=== Problem to work on ===
Count the lines of the listing below that contain the string "every", and state only that number.

=== Listed records ===
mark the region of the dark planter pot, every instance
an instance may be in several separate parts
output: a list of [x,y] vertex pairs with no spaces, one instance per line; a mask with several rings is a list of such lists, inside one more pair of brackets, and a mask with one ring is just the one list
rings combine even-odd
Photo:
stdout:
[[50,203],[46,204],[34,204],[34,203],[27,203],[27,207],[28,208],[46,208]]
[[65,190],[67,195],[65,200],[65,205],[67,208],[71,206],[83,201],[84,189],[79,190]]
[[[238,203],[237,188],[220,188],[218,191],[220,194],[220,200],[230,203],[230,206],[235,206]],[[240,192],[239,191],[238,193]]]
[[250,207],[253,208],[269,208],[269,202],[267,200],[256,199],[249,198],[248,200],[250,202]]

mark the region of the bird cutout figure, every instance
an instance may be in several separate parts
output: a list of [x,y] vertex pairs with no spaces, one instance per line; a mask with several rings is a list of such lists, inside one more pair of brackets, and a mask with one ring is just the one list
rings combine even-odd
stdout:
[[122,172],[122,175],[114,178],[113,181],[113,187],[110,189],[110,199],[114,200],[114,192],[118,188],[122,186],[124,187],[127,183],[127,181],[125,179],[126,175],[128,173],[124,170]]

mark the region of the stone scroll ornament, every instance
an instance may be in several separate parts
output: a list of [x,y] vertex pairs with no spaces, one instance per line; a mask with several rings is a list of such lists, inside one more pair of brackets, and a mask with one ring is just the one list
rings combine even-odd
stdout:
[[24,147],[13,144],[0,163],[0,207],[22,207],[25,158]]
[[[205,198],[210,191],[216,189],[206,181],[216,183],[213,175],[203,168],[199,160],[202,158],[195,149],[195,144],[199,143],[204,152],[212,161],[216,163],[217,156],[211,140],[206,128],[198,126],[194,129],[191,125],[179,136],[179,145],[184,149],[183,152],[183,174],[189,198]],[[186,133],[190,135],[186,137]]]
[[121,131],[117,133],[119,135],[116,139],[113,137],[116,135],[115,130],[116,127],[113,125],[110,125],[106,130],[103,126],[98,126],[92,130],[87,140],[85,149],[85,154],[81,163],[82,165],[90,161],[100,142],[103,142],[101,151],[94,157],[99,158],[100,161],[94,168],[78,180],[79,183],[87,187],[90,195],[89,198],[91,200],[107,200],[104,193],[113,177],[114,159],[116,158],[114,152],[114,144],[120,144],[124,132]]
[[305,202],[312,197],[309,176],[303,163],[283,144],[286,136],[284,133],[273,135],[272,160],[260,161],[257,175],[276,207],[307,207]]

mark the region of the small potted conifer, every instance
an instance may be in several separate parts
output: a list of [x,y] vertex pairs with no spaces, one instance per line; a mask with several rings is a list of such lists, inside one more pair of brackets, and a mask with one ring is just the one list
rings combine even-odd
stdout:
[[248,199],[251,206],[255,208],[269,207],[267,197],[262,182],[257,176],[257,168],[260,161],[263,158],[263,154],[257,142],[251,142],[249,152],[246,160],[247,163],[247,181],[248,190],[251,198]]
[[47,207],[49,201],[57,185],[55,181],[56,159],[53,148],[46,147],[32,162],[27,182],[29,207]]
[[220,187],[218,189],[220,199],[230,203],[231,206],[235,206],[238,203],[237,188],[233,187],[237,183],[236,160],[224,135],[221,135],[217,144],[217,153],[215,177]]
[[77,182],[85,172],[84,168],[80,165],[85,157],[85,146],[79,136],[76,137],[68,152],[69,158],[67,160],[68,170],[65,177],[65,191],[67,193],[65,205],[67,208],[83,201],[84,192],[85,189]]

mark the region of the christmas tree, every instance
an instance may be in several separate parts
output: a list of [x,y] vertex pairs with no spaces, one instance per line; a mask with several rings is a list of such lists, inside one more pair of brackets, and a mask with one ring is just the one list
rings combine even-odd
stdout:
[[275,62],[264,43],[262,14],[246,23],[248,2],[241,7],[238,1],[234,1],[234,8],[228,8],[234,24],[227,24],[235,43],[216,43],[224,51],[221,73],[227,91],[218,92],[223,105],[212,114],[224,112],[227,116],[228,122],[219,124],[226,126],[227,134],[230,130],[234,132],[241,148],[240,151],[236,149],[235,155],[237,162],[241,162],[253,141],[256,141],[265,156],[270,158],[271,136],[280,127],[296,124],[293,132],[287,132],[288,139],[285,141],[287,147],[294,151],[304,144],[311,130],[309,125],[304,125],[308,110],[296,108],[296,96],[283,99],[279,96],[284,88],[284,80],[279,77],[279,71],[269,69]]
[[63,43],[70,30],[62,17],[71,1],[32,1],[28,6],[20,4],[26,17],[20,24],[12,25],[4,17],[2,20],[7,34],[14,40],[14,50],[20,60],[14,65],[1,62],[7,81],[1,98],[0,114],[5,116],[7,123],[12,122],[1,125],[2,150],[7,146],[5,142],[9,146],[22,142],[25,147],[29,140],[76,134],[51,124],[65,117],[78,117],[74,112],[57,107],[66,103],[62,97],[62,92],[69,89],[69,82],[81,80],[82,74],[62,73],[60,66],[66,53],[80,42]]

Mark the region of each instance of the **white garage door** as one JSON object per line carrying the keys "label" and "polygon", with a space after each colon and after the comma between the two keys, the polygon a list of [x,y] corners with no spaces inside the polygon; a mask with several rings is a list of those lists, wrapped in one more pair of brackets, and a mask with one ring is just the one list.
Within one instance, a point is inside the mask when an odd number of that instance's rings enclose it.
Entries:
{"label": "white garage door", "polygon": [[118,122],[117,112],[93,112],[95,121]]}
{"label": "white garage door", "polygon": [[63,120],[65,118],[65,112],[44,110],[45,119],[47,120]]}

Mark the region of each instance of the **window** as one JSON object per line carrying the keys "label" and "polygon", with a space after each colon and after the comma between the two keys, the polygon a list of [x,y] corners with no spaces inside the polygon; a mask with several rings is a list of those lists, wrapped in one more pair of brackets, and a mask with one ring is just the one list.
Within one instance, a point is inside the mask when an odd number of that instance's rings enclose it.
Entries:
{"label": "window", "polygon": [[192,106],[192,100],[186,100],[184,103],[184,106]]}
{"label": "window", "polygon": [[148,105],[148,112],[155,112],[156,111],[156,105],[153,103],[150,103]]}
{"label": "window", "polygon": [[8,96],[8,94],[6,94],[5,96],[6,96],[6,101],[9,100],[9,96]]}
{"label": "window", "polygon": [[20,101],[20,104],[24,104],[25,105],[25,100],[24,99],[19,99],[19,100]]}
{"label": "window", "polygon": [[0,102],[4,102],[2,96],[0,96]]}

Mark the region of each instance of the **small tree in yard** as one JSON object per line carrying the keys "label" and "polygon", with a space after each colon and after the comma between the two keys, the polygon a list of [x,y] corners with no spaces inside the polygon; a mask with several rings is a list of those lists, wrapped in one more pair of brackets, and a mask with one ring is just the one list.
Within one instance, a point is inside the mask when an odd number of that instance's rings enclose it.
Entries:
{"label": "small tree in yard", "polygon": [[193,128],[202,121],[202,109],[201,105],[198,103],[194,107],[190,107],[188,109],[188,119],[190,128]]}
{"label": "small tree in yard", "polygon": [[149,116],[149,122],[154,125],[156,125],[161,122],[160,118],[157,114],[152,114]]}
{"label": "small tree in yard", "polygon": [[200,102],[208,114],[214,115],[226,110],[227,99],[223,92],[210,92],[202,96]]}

=== Response ===
5